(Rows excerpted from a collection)
-- Start --
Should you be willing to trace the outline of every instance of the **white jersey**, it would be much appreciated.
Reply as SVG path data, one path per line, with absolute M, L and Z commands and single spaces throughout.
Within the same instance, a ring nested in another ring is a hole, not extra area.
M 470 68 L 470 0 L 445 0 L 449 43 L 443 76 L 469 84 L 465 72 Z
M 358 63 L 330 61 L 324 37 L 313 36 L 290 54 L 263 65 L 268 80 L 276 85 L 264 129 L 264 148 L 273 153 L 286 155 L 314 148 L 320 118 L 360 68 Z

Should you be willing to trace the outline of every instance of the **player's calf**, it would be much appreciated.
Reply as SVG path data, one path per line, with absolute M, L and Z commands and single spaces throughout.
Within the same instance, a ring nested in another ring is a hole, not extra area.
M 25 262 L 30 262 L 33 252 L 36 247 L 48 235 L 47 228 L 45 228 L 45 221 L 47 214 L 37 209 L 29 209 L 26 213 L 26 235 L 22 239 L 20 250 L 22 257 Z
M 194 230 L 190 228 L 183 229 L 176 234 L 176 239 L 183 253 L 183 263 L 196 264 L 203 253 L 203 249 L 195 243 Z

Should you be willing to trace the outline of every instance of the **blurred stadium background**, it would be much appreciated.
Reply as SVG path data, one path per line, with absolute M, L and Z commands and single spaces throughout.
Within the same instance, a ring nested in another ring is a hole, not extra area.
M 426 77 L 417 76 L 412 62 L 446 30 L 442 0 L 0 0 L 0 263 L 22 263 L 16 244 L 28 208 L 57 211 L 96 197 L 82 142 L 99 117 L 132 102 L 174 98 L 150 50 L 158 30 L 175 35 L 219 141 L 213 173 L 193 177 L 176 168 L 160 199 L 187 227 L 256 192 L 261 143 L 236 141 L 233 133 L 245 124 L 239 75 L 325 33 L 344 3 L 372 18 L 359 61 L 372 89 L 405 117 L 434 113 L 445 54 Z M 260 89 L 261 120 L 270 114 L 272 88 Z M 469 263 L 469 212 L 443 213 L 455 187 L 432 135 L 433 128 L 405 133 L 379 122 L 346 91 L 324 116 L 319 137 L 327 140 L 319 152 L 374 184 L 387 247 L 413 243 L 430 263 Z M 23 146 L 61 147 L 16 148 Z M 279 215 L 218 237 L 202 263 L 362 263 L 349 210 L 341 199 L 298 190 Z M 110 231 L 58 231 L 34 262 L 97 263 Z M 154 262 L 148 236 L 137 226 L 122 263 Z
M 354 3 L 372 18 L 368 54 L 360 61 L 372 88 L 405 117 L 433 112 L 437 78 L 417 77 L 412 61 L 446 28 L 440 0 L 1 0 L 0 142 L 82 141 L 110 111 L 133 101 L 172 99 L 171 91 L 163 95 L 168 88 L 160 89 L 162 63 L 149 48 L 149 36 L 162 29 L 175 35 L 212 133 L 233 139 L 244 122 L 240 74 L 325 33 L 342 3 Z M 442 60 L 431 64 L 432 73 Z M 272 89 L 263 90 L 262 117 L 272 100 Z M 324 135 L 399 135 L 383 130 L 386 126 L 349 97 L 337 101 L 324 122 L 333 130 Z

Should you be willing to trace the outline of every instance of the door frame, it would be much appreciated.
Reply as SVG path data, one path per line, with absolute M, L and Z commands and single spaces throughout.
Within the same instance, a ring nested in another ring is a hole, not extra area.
-- End --
§ Set problem:
Recast all of the rows above as a numbered list, leaving out the blank lines.

§ Finished task:
1. Should you be willing to trace the outline of every instance of the **white jersey**, it would be much appreciated.
2. Reply as SVG path data, one path per line, with absolute M, L and Z commands and single spaces throughout.
3. Within the same instance, a ring nested in another ring is a hole, not extra area.
4. M 470 68 L 470 0 L 445 0 L 449 43 L 443 76 L 469 84 L 465 72 Z
5. M 358 63 L 330 61 L 324 37 L 313 36 L 290 54 L 263 65 L 268 80 L 276 85 L 264 129 L 264 148 L 273 153 L 286 155 L 314 148 L 320 118 L 360 68 Z
6. Should you be willing to trace the outline of every instance of the **player's calf**, it would be much appreciated.
7. Reply as SVG path data, one path per line, with absolute M, L and Z commands and single spaces throughout.
8. Within the same instance, a ring nested in another ring is a hole, not extra area.
9. M 25 262 L 30 262 L 33 252 L 36 247 L 48 235 L 47 228 L 45 228 L 45 221 L 47 214 L 37 209 L 29 209 L 26 213 L 26 235 L 22 239 L 20 250 L 22 257 Z
10. M 194 230 L 190 228 L 183 229 L 176 234 L 176 239 L 183 253 L 183 263 L 196 264 L 203 253 L 203 249 L 195 243 Z
11. Should you be willing to trace the outline of every instance of the **blurred stadium background**, it would be much appreciated.
12. Reply as SVG path data, one path per line, with absolute M, L and Z commands and single spaces throughout.
13. Within the same instance, a ring nested in another ring is a hole, not extra area.
14. M 426 77 L 417 76 L 412 62 L 446 30 L 442 0 L 0 0 L 0 263 L 22 263 L 16 244 L 28 208 L 57 211 L 96 197 L 82 142 L 99 117 L 132 102 L 174 98 L 150 50 L 158 30 L 175 35 L 219 141 L 213 173 L 193 177 L 176 168 L 160 199 L 187 227 L 256 192 L 261 143 L 236 141 L 233 133 L 245 124 L 239 75 L 325 33 L 344 3 L 372 18 L 359 61 L 372 89 L 405 117 L 434 113 L 445 54 Z M 260 89 L 261 120 L 270 114 L 272 88 Z M 469 263 L 469 212 L 443 213 L 455 187 L 432 135 L 433 128 L 405 133 L 379 122 L 346 91 L 324 116 L 319 137 L 327 140 L 319 152 L 374 184 L 387 247 L 413 243 L 430 263 Z M 23 146 L 61 147 L 16 148 Z M 279 215 L 218 237 L 202 263 L 362 263 L 349 210 L 341 199 L 298 190 Z M 110 231 L 58 231 L 34 262 L 97 263 Z M 154 262 L 148 236 L 137 226 L 122 263 Z
15. M 354 3 L 372 18 L 368 54 L 360 61 L 372 88 L 405 117 L 433 112 L 437 78 L 417 77 L 412 61 L 446 28 L 440 0 L 1 0 L 0 142 L 82 141 L 110 111 L 133 101 L 172 99 L 171 91 L 163 95 L 168 88 L 160 89 L 162 63 L 149 48 L 149 36 L 162 29 L 175 35 L 212 133 L 233 139 L 244 122 L 240 74 L 325 33 L 342 3 Z M 442 60 L 431 64 L 432 73 Z M 272 89 L 263 90 L 262 117 L 272 100 Z M 324 135 L 399 135 L 383 130 L 386 126 L 349 97 L 337 101 L 324 122 L 333 130 Z
16. Should you be willing to trace the outline of every instance of the door frame, it would be much appreciated.
17. Reply as SVG path data, one path per line, with absolute M, L and Z commands and single spaces throughout.
18. Within the same instance, a ring nested in another ring is a hole, not extra area.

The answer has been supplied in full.